- STUDY TEXT
○ ○ ○ ○ ○

Kiwi nurse Aly Hall has been reunited with Catherine Conteh.
A Kiwi nurse has been reunited with a woman whose life she saved during childbirth in Africa 30 years ago.
Aly Hall was a young volunteer on board the Anastasis, a hospital ship docked in Sierra Leone in 1993.
During a tour of a local hospital in Freetown she came across a woman in agonising pain.
“A nurse explained to me that her name was Catherine and that she has been in labour for four days,” Hall told the Herald.
Catherine Conteh, who was 18, had been in pain for so long that she had started to fear her death and that of her unborn daughter if a caesarean operation was not performed.
Anastasis was the first vessel operated by Mercy Ships, an organisation that has provided surgery and medical aid aboard hospital ships in countries where people have struggled to access basic healthcare for more than 40 years.
Figures from the World Health Organisation in 2019 show that up to 717 mothers die each year for every 100,000 live births in Sierra Leone.
This is one of the highest rates of maternal mortality in the world and is 700 times more risk than in New Zealand.
Thinking back to 1993, Hall says: “I do remember taking Catherine’s hand and being at the side of her bed and praying for her and asking God to help her in the situation.”
Thirty years later, the two women were once again brought together through the power of social media and Thompson, who sought out the two women for a book he was writing before he died earlier this year.
Hall and Conteh recently got the chance to see each other again.
“I never thought I would see her again,” Hall said.

○ ○ ○ ○ ○

(Saved data entries)
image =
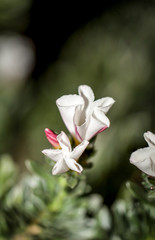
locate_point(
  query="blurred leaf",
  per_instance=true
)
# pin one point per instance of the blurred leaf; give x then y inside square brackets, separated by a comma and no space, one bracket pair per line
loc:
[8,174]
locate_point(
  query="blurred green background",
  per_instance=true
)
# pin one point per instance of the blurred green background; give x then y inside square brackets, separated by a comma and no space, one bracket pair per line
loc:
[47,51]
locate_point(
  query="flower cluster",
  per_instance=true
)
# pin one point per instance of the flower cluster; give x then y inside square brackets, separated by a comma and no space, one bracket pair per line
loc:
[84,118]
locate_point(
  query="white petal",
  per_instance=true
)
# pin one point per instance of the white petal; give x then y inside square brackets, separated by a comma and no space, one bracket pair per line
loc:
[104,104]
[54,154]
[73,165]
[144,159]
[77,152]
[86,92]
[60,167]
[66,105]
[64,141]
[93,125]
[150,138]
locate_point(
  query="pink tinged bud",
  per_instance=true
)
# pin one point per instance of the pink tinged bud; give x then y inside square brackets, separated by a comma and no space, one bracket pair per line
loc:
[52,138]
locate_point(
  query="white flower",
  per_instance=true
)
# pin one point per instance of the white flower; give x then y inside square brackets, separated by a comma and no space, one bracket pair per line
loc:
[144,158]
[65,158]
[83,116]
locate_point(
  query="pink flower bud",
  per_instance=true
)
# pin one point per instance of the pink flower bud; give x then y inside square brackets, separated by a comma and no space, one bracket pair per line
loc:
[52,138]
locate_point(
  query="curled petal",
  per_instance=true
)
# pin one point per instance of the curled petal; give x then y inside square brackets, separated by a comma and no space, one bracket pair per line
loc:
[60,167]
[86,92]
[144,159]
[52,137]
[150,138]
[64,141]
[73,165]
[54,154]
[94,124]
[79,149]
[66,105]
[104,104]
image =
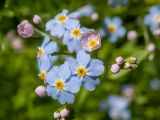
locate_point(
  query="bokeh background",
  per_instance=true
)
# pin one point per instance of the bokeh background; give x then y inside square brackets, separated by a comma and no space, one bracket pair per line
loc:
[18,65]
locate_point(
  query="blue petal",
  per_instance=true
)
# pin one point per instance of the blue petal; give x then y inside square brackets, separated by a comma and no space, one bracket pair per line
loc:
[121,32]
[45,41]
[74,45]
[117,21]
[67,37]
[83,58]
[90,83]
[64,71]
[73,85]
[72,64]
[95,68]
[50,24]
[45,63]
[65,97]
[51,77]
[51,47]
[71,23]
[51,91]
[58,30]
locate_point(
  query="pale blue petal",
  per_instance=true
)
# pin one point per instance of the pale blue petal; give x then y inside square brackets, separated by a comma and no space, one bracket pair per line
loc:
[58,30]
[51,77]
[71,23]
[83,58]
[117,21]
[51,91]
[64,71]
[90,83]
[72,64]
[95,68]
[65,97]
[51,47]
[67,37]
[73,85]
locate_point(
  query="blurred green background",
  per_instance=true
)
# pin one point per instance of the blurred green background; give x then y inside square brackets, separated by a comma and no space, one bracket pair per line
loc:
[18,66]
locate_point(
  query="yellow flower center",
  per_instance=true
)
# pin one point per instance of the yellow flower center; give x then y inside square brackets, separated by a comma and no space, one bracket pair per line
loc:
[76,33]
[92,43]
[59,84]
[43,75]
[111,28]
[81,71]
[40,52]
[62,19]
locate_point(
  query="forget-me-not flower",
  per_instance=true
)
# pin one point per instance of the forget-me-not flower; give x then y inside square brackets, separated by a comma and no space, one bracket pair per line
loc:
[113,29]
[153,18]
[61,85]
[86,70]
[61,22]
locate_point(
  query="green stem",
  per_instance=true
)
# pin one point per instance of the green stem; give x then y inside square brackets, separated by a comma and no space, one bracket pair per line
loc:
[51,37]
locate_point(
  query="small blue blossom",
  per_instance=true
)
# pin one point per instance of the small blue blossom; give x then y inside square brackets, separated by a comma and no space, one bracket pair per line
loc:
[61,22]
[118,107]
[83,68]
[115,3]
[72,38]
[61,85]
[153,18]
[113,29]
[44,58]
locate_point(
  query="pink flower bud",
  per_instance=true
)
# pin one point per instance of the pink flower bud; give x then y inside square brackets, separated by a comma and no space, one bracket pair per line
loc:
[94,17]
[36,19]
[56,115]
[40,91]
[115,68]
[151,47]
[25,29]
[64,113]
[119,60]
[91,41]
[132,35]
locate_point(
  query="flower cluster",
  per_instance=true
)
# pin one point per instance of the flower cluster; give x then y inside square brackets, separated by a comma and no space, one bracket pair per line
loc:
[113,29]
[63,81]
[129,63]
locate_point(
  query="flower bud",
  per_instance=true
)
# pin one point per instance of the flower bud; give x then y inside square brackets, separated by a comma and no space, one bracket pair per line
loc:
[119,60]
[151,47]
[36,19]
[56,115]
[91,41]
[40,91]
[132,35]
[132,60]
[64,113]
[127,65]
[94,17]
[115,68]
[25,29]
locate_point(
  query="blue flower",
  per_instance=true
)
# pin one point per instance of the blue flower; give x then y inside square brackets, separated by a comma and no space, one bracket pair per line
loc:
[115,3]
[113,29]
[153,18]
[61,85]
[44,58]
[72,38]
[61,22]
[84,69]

○ ○ ○ ○ ○

- EXERCISE SET
1 > List every geographic place named in the article about the Kiwi nurse and Catherine Conteh.
2 > Carry on the article about the Kiwi nurse and Catherine Conteh, starting right after its final sentence.
The entries come from a separate source, unrelated to the article.

- ANSWER LIST
1 > Africa, Sierra Leone, Freetown, New Zealand

2 >
“To see Catherine again...it’s very surreal, really. It’s not something I ever expected until we made contact about 18 months ago.
“That’s something I never expected to do, so it was overwhelming, really.”
Speaking about the moment they saw each other, Conteh said: “To see her in person again - I couldn’t believe it. We just sobbed. We cried and cried.“
Both Conteh and her 30-year-old daughter Regina are now nurses, like the woman who saved them.
Regina, herself now a mother to a young son, also purchased a school in Freetown in a bid to help local children who do not have access to education.
“There are so many people around the world who did not get the opportunity of a second chance - but I did. And I am grateful to God, always.”
They dedicated their reunion as a tribute to Thomson.
“This is his legacy in a way. This is a tribute to him in a lot of ways because his dream was for us to come together here, and he realised that before he passed away,” Hall said.
The two will spend the next month volunteering on a mercy ship’s crew as the medical team carries out surgeries and trains more than 200 Sierra Leonean healthcare professionals.